● Data for processing:

───

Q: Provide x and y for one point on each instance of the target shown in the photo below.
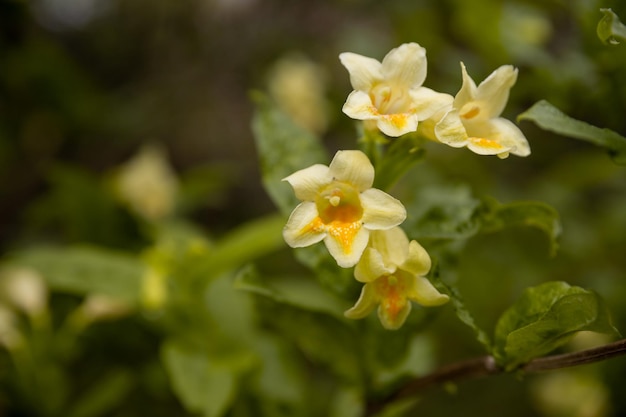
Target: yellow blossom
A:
(474, 121)
(298, 85)
(393, 270)
(390, 93)
(147, 184)
(340, 207)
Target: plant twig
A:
(486, 365)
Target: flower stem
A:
(486, 365)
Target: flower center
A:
(392, 289)
(339, 202)
(387, 100)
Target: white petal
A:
(405, 67)
(467, 92)
(364, 71)
(347, 255)
(307, 182)
(493, 92)
(380, 210)
(364, 305)
(371, 266)
(427, 102)
(303, 227)
(511, 136)
(398, 124)
(423, 292)
(359, 106)
(496, 137)
(392, 244)
(354, 168)
(450, 130)
(418, 261)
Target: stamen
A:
(473, 112)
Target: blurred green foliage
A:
(205, 311)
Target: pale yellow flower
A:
(299, 85)
(474, 118)
(25, 289)
(390, 93)
(340, 207)
(148, 184)
(393, 270)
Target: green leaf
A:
(244, 244)
(85, 270)
(451, 212)
(284, 148)
(401, 155)
(525, 213)
(281, 377)
(442, 212)
(461, 310)
(296, 291)
(201, 385)
(338, 280)
(610, 30)
(544, 318)
(107, 393)
(548, 117)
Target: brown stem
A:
(486, 365)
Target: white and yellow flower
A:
(340, 207)
(474, 118)
(393, 270)
(390, 93)
(147, 184)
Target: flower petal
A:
(364, 71)
(304, 227)
(422, 291)
(493, 92)
(405, 67)
(418, 261)
(427, 102)
(359, 106)
(393, 316)
(354, 168)
(392, 244)
(397, 124)
(371, 266)
(467, 92)
(346, 242)
(450, 130)
(511, 136)
(380, 210)
(365, 304)
(496, 137)
(307, 182)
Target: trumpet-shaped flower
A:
(340, 207)
(474, 118)
(393, 270)
(391, 93)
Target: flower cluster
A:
(390, 94)
(359, 224)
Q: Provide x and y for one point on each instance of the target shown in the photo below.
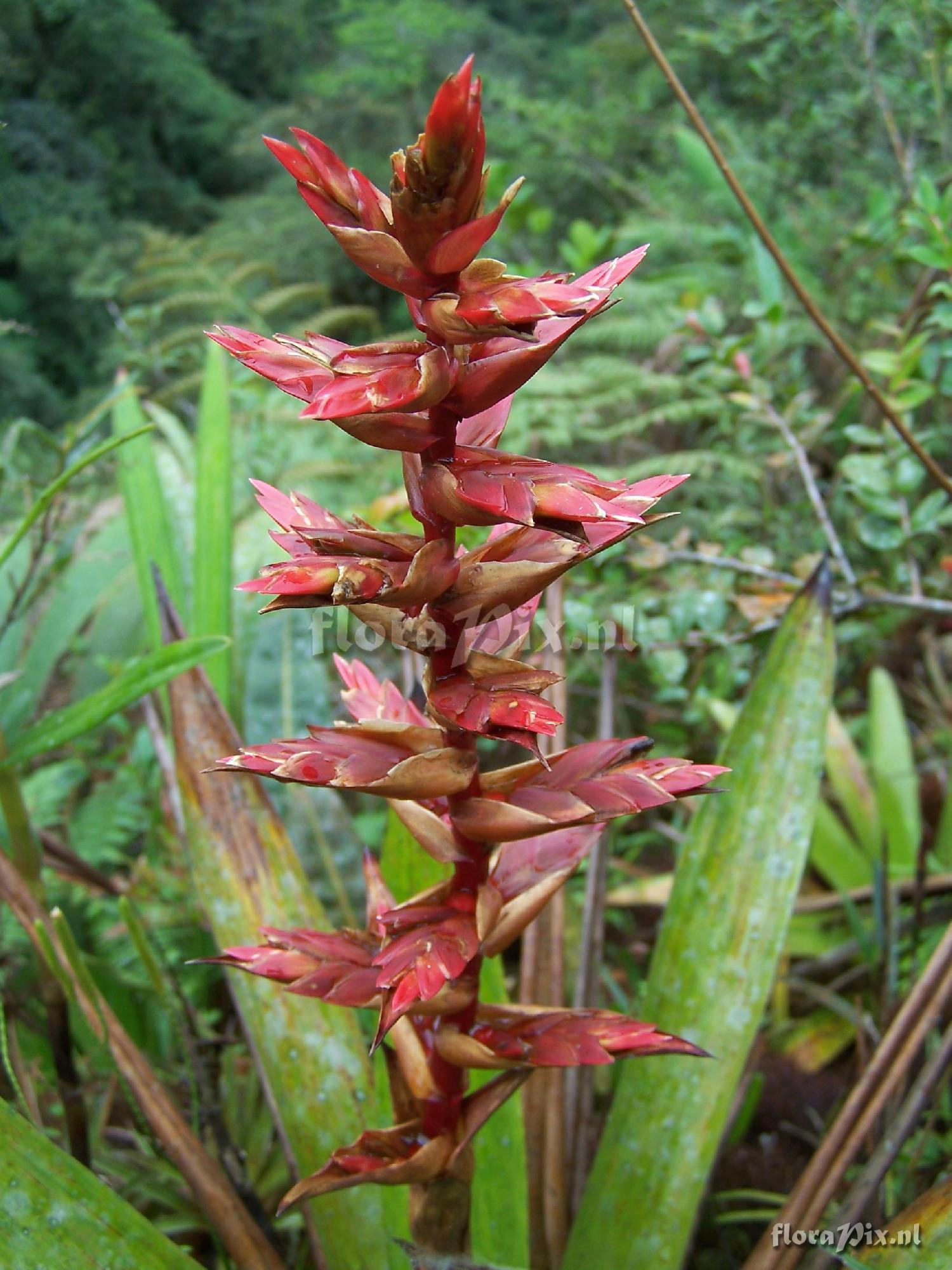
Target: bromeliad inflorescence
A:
(512, 835)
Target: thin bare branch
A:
(894, 1137)
(813, 491)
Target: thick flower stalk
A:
(512, 836)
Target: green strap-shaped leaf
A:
(213, 592)
(147, 514)
(144, 675)
(499, 1220)
(717, 958)
(55, 1215)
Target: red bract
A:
(366, 698)
(508, 838)
(345, 384)
(374, 758)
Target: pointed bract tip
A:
(821, 584)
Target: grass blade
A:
(46, 496)
(208, 1180)
(312, 1056)
(931, 1219)
(717, 958)
(499, 1217)
(147, 512)
(144, 675)
(213, 594)
(59, 1216)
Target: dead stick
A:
(803, 295)
(822, 1177)
(898, 1131)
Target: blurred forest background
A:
(139, 208)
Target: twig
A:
(803, 295)
(897, 1133)
(813, 491)
(822, 1178)
(167, 765)
(756, 571)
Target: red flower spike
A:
(511, 1037)
(439, 185)
(334, 967)
(496, 698)
(375, 758)
(336, 563)
(487, 427)
(525, 877)
(314, 581)
(433, 948)
(486, 487)
(586, 785)
(343, 383)
(379, 896)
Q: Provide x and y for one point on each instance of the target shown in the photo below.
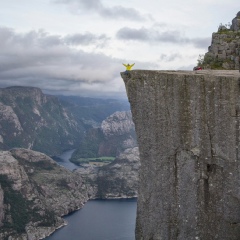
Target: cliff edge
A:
(188, 131)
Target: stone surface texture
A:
(33, 120)
(188, 131)
(224, 51)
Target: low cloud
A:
(153, 36)
(96, 6)
(86, 39)
(47, 61)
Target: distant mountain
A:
(92, 111)
(118, 179)
(223, 53)
(49, 124)
(34, 193)
(32, 120)
(116, 133)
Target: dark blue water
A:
(100, 220)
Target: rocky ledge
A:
(188, 131)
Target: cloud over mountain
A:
(152, 35)
(96, 6)
(47, 61)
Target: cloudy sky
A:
(77, 47)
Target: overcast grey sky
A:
(77, 47)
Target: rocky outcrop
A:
(116, 134)
(224, 51)
(187, 127)
(35, 192)
(32, 120)
(118, 179)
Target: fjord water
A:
(98, 219)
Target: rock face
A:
(32, 120)
(117, 133)
(188, 131)
(34, 193)
(224, 51)
(118, 179)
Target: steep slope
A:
(116, 134)
(118, 179)
(92, 111)
(225, 47)
(187, 127)
(34, 193)
(30, 119)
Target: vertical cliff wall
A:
(188, 129)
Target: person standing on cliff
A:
(128, 66)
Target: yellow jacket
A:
(128, 66)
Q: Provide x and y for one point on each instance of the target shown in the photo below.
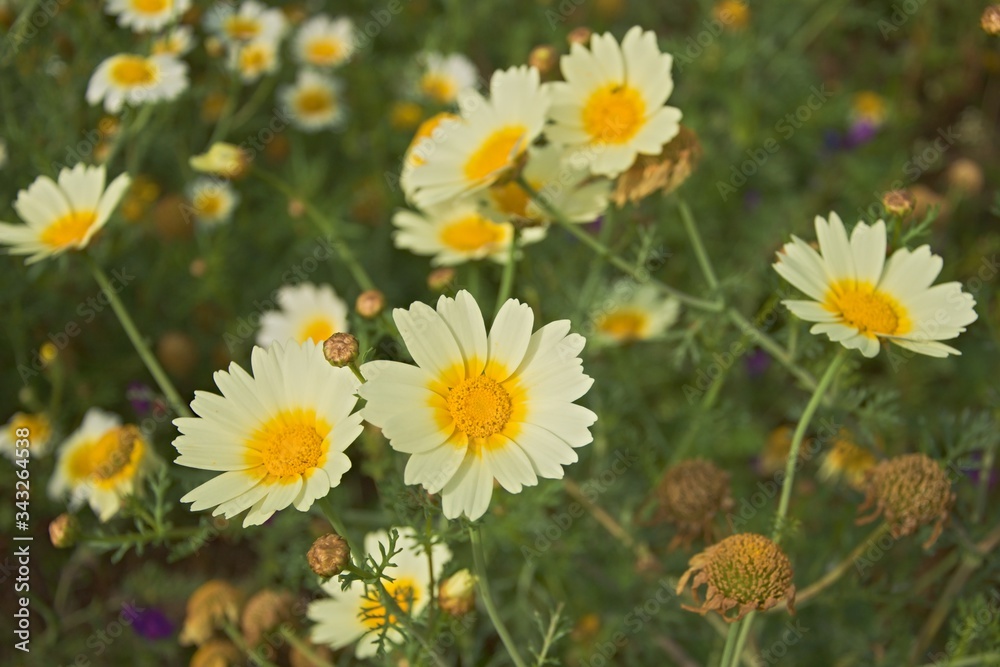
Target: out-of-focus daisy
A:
(252, 21)
(611, 105)
(101, 462)
(62, 216)
(358, 613)
(35, 428)
(480, 407)
(325, 42)
(278, 436)
(308, 312)
(254, 59)
(314, 102)
(491, 141)
(561, 181)
(445, 76)
(146, 15)
(212, 200)
(177, 42)
(859, 297)
(634, 312)
(133, 79)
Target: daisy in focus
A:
(62, 215)
(489, 143)
(212, 201)
(146, 15)
(358, 612)
(325, 42)
(611, 105)
(308, 312)
(634, 312)
(278, 436)
(132, 79)
(445, 76)
(102, 462)
(480, 407)
(860, 298)
(313, 103)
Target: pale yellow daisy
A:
(358, 614)
(480, 407)
(62, 216)
(278, 436)
(860, 298)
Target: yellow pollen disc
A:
(614, 114)
(473, 233)
(132, 71)
(374, 614)
(497, 153)
(480, 407)
(68, 230)
(863, 307)
(290, 444)
(318, 330)
(624, 325)
(438, 87)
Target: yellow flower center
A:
(624, 325)
(438, 87)
(318, 330)
(473, 233)
(497, 153)
(373, 613)
(68, 230)
(866, 309)
(480, 406)
(133, 71)
(614, 114)
(289, 444)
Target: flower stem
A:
(482, 583)
(166, 386)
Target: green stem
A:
(166, 386)
(482, 583)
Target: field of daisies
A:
(535, 332)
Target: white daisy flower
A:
(314, 102)
(39, 435)
(480, 407)
(127, 78)
(62, 216)
(494, 136)
(212, 200)
(278, 436)
(101, 462)
(325, 42)
(859, 297)
(308, 312)
(251, 22)
(610, 107)
(146, 15)
(634, 312)
(177, 42)
(563, 181)
(351, 614)
(445, 76)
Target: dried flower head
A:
(210, 606)
(665, 172)
(908, 491)
(690, 495)
(746, 572)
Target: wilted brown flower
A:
(690, 495)
(665, 172)
(746, 572)
(908, 491)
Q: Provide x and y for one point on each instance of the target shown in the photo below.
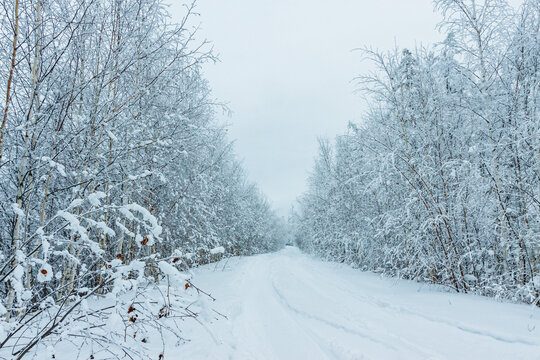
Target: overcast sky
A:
(286, 70)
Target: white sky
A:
(286, 69)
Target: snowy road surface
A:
(290, 306)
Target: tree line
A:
(441, 181)
(110, 154)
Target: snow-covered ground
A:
(287, 305)
(290, 306)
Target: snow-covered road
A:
(287, 305)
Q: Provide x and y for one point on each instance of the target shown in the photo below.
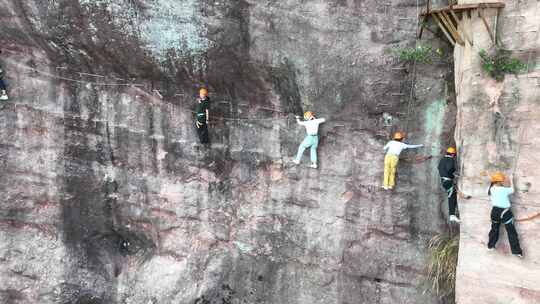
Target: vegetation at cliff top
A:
(420, 54)
(498, 63)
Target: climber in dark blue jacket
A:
(447, 168)
(3, 89)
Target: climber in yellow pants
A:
(394, 148)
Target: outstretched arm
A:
(413, 146)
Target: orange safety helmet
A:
(399, 135)
(498, 177)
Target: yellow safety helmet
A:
(308, 115)
(399, 135)
(498, 177)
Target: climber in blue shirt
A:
(499, 194)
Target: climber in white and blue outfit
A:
(312, 138)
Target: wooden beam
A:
(453, 30)
(465, 7)
(443, 29)
(463, 29)
(487, 26)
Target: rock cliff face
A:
(106, 198)
(496, 130)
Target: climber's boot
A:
(454, 219)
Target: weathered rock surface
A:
(497, 127)
(107, 200)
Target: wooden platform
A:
(448, 20)
(464, 7)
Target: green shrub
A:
(499, 64)
(419, 54)
(442, 266)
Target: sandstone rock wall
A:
(496, 129)
(106, 198)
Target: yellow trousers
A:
(390, 167)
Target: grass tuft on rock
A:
(441, 274)
(498, 63)
(421, 54)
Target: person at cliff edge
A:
(3, 89)
(203, 116)
(391, 159)
(312, 138)
(447, 168)
(499, 192)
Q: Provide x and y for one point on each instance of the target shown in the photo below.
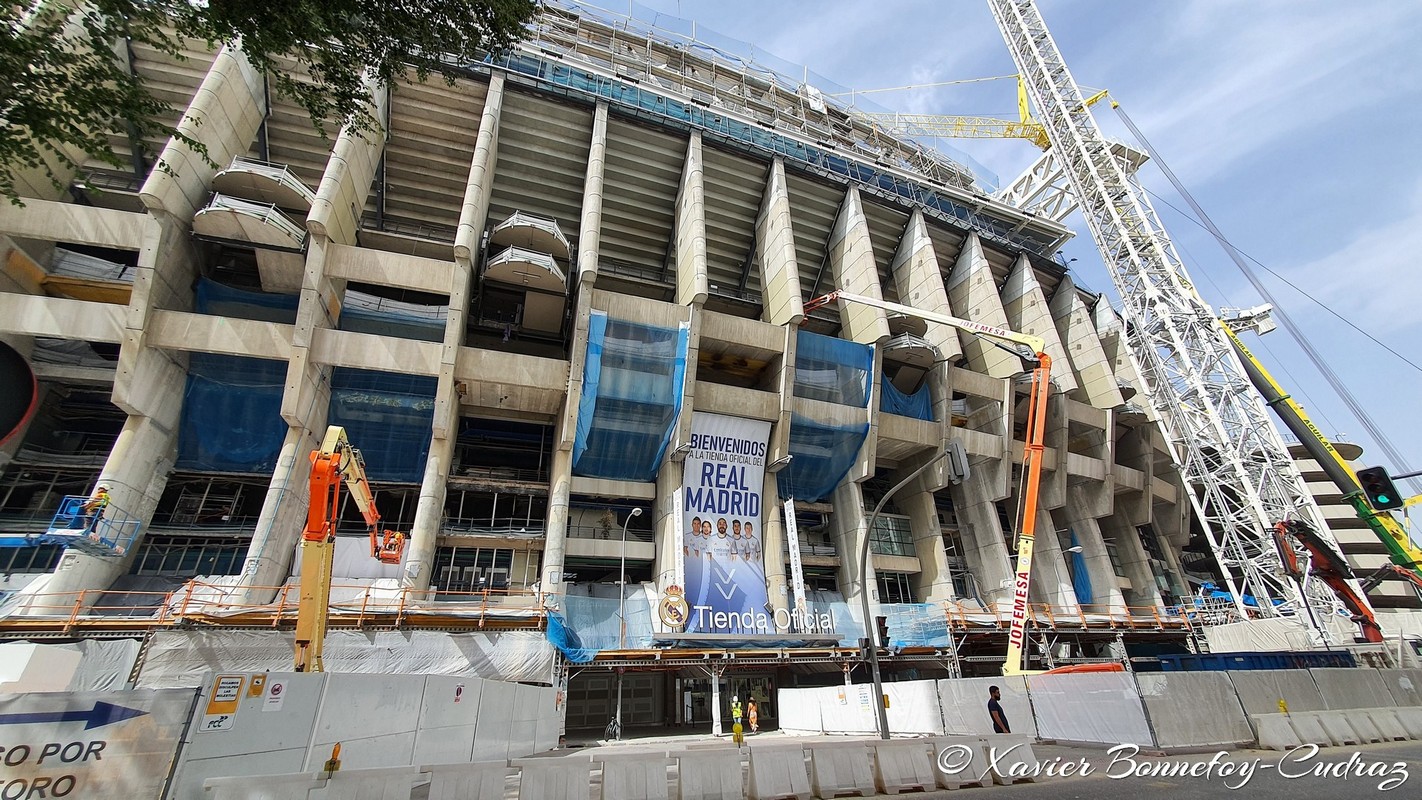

───

Write out word for word the part of the material that opens with the line containing "Target: wooden platform" and closes with the end of the material, leaving the pictures out of your answer.

● Answer below:
Target: wooden platform
A:
(448, 20)
(464, 7)
Target: green shrub
A:
(499, 64)
(419, 54)
(442, 266)
Target: sandstone rock wall
A:
(496, 129)
(106, 198)
Target: yellow trousers
A:
(390, 167)
Target: grass tuft on rock
A:
(441, 274)
(498, 63)
(421, 54)
Target: person at cliff edge
A:
(3, 89)
(203, 116)
(391, 159)
(312, 138)
(447, 168)
(499, 192)
Q: Provide x and y for one point on each instance of the target shown in the photo below.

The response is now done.